Consigne a:
Quelles lignes des enregistrements contiennent la chaîne "shoreline" ? Repérez-les et recopiez-les toutes, en tenant compte de la casse.

Texte fourni:
====

Certains films marquent plus que d'autres...mais "Gangs of New york" fait partie de ces rares films que je pourrais revoir régulièrement sans ressentir aucune lassitude. Expliquer pourquoi ce film est un véritable chef d'œuvre est plus complexe qu'il n'y paraît... Evidemment, la direction artistique est somptueuse : les vêtements d'époque, le style architectural du New York de l'époque...rien que ça suffit à me mettre des frissons à chaque fois que je pose les yeux sur ce film et suffit à mon plaisir...c'est une véritable fresque historique qui prend vie sous nos yeux ébahis pendant deux heures et demi environ. Ajoutez à cela une performance olympique de la part de tous les acteurs et un Daniel Day Lewis impérial qui parvient pratiquement à éclipser Di Caprio par son jeu habité et saisissant et vous obtenez déjà les arguments pour faire de "Gangs of New York" l'œuvre la plus aboutie de toute la filmographie du maître (mais pourquoi diable Lewis n'a pas eu un oscar pour une telle prestation??? Quel méchant charismatique!).

====

Lignes de données:
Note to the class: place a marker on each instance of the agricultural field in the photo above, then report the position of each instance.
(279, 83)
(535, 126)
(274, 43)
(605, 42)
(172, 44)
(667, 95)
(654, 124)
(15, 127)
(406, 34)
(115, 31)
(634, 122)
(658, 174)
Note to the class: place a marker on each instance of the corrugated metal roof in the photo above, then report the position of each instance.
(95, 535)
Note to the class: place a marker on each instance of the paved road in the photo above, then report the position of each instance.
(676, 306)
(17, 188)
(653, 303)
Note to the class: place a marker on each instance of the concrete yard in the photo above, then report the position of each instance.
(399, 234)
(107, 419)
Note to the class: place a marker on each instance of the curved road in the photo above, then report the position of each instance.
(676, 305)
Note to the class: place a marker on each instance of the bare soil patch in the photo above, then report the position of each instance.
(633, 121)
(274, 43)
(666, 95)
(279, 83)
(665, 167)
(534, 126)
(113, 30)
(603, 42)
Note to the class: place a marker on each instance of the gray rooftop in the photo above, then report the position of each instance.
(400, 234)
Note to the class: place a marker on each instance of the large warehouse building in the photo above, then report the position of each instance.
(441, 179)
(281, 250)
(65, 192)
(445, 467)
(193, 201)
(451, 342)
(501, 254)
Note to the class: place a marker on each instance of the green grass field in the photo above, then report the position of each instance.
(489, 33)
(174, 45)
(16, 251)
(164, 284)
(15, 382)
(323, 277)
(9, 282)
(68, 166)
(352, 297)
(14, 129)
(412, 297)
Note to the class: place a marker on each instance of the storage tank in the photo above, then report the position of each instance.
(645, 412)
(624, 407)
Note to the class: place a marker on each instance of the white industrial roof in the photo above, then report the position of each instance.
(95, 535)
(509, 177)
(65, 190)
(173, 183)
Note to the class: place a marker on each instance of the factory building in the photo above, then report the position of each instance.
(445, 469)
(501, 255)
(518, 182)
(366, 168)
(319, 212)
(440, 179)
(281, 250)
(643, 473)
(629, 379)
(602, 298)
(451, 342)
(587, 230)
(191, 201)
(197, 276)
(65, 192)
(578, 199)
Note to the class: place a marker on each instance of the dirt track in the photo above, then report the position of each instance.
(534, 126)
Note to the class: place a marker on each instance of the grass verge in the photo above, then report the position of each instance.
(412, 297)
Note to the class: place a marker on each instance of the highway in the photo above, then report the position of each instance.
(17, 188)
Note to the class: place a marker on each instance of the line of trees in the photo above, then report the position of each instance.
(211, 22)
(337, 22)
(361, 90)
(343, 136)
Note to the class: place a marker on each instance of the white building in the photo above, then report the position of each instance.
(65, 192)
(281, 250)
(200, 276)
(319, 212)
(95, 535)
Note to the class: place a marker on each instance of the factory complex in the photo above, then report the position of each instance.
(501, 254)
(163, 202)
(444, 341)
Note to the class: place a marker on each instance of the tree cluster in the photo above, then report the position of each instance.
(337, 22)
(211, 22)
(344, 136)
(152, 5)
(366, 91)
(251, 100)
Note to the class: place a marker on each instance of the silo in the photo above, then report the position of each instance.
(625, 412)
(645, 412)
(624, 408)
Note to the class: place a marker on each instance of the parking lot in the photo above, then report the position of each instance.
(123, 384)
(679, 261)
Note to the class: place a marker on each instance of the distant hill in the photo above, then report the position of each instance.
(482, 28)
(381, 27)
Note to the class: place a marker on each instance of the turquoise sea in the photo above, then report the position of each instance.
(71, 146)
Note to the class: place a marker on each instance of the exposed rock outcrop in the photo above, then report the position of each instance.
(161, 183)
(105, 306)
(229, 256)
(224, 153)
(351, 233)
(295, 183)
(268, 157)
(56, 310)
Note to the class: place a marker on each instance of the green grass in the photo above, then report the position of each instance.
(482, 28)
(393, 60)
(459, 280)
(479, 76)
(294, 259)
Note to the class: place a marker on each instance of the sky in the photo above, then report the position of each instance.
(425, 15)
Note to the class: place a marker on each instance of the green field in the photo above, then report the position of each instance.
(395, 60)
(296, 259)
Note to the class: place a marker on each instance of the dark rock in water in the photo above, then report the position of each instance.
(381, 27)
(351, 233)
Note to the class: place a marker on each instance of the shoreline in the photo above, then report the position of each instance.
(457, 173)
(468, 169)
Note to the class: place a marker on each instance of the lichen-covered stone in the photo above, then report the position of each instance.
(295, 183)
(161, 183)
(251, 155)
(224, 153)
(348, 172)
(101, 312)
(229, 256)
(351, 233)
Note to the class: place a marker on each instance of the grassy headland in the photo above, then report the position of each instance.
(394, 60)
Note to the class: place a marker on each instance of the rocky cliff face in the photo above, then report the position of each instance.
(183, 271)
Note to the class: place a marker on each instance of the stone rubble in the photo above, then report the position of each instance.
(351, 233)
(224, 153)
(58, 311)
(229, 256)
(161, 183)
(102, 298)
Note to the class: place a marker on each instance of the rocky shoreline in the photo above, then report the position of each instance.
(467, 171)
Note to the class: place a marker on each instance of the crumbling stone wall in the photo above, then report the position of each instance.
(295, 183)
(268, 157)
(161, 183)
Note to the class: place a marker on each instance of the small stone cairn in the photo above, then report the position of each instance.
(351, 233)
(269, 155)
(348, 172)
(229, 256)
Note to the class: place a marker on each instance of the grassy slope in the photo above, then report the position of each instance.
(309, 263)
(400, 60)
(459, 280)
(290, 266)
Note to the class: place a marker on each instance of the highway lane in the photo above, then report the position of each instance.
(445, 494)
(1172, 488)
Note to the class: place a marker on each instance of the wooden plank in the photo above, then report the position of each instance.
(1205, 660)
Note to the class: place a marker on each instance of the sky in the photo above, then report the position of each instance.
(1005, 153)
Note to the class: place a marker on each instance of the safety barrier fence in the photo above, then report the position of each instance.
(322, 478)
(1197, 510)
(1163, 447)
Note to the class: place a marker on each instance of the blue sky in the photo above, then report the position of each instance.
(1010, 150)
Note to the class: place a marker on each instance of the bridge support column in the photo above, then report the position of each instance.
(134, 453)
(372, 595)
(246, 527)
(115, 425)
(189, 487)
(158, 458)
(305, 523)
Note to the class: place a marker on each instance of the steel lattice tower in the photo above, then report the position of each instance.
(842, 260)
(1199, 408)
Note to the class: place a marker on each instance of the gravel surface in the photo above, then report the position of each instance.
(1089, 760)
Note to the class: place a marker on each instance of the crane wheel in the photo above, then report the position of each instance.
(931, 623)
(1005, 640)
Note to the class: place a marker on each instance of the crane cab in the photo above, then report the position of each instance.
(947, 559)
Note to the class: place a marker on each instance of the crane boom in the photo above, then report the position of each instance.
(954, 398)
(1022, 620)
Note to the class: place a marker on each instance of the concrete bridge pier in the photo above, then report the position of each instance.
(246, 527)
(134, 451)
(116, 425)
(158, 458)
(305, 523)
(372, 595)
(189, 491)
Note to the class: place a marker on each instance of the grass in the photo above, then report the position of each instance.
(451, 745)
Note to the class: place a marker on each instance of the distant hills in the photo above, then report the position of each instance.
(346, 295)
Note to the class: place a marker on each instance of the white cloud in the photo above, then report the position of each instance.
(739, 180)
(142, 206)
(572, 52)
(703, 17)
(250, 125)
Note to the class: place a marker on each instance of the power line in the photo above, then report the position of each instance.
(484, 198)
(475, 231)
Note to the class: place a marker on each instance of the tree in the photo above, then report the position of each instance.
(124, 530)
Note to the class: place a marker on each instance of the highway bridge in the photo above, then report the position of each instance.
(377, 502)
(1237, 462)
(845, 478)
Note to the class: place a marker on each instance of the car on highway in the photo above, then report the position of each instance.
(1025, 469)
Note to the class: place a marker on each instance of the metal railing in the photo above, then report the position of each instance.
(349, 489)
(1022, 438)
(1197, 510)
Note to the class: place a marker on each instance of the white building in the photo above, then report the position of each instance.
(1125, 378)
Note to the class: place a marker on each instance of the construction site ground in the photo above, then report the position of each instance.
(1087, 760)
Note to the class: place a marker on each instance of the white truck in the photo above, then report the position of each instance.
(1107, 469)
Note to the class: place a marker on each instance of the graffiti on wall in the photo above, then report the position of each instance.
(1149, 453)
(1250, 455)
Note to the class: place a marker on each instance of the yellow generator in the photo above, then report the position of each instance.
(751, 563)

====

Consigne b:
Pouvez-vous résumer en deux phrases la critique de « Gangs of New York » ci-dessus ?

Réponse a:
Note to the class: place a marker on each instance of the shoreline in the photo above, then report the position of each instance.
Note to the class: place a marker on each instance of the rocky shoreline in the photo above, then report the position of each instance.

Réponse b:
Selon cette critique, « Gangs of New York » est un chef-d'œuvre qu'on peut revoir régulièrement sans lassitude, notamment grâce à une direction artistique somptueuse, avec les vêtements et l'architecture du New York de l'époque. Elle salue aussi la performance de tous les acteurs, surtout celle de Daniel Day Lewis, qui éclipse pratiquement Di Caprio, et déplore qu'il n'ait pas reçu d'oscar pour ce rôle.